Exercise instructions:
Take the line with "Annotation guideline: for every instance of the orange" and the rest of the lines after it, to the end of the entries, and restate them exactly.

[Start of section]

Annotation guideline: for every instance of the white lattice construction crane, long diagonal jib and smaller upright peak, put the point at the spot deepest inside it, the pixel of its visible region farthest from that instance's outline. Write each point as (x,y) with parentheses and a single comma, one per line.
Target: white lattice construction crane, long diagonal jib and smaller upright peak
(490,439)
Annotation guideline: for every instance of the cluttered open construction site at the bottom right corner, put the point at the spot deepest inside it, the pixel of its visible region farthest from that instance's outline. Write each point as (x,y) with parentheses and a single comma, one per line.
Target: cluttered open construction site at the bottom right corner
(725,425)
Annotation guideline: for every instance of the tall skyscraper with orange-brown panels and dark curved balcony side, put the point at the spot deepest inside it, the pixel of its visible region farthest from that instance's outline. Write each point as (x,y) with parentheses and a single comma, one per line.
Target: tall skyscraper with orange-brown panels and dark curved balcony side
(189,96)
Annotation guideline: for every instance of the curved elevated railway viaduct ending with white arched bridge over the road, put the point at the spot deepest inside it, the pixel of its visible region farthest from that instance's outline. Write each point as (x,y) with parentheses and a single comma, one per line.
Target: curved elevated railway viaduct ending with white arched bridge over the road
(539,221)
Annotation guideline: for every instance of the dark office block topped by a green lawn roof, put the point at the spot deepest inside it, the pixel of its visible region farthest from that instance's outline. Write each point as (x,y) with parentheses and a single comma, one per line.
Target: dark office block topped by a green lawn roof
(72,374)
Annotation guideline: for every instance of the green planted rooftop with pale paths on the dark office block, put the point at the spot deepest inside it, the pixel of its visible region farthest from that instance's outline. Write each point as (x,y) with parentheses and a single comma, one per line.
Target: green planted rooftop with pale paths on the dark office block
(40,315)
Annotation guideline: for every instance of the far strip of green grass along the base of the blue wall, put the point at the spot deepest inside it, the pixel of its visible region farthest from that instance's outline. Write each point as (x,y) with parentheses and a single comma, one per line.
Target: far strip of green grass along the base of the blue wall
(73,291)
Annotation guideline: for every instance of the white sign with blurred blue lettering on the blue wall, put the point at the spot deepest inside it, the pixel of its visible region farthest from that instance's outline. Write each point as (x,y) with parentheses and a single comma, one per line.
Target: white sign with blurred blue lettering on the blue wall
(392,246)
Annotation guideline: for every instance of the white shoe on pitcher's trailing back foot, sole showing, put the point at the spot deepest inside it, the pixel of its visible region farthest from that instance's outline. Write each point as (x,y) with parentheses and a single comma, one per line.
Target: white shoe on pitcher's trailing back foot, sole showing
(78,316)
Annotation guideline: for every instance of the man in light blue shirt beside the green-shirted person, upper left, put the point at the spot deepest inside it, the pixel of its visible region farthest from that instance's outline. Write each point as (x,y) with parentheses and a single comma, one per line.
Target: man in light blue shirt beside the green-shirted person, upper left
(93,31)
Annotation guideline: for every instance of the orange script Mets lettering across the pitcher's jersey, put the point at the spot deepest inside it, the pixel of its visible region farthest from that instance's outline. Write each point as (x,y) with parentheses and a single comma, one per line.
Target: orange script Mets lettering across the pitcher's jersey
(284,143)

[End of section]

Response for this exercise:
Annotation guideline: for every instance of the orange script Mets lettering across the pitcher's jersey, put the point at the spot deepest inside it, the pixel of its visible region farthest from that instance's outline. Write each point as (x,y) with parentheses and a single comma, one per line.
Target: orange script Mets lettering across the pitcher's jersey
(284,143)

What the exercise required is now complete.